## DESCRIPTION OF THE TASK
Find every line in the records below that contains the word "logo", and copy each of those lines.

## STORED ROWS
'''

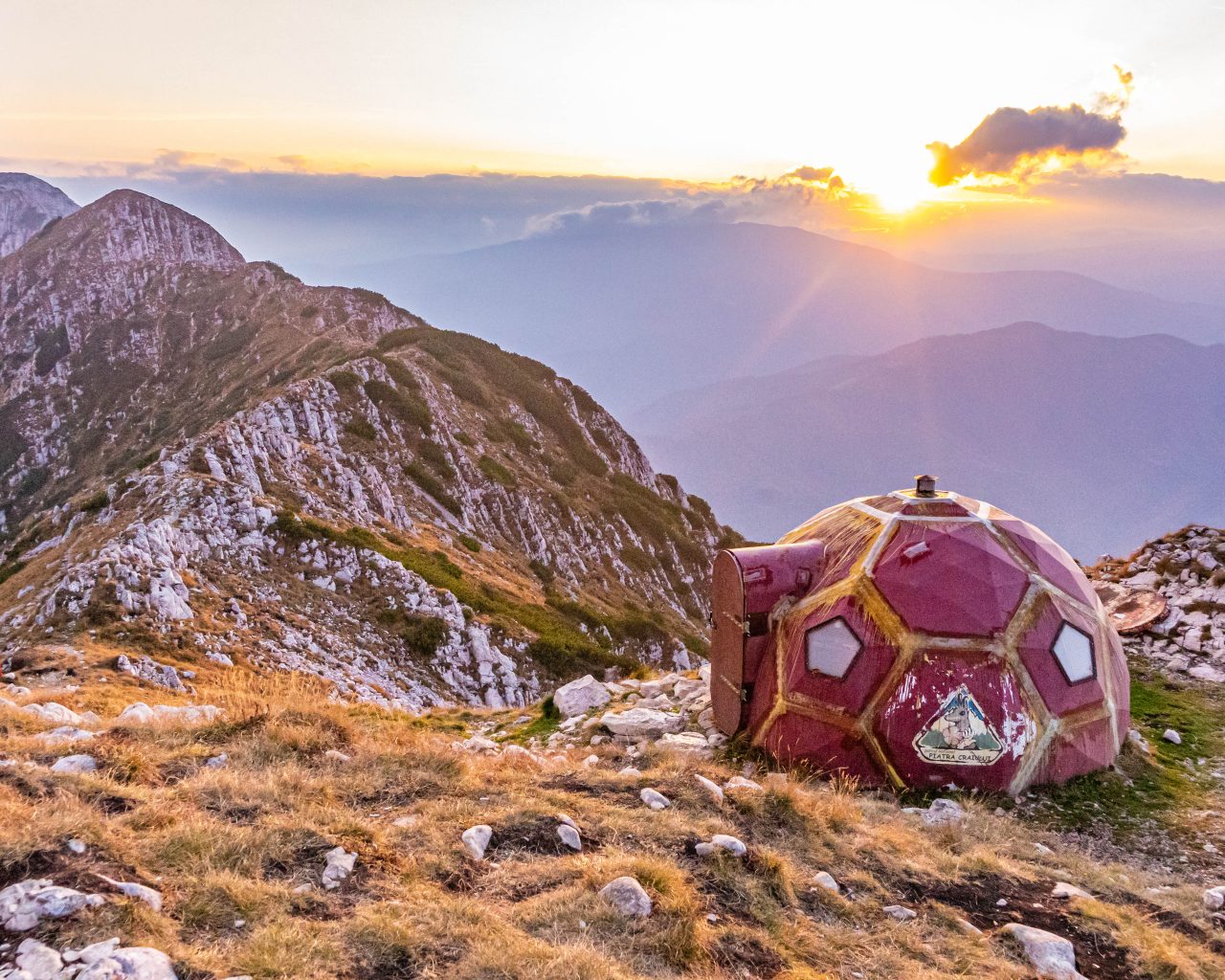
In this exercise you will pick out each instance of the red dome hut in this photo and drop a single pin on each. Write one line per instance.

'''
'''

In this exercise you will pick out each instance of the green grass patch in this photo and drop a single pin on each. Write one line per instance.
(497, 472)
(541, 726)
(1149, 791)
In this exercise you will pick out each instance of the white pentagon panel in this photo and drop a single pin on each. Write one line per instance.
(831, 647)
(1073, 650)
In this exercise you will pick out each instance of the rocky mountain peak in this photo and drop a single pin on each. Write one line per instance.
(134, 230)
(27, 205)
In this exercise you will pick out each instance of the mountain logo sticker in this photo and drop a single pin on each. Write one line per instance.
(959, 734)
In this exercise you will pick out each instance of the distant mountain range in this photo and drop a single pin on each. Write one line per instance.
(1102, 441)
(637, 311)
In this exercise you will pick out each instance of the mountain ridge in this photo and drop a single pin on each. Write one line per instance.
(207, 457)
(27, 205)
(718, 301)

'''

## TASK OUTPUT
In this exercise you will pick out each instance of the mountain logo sticker in this photo and drop a single pin on each. Write one line per instance.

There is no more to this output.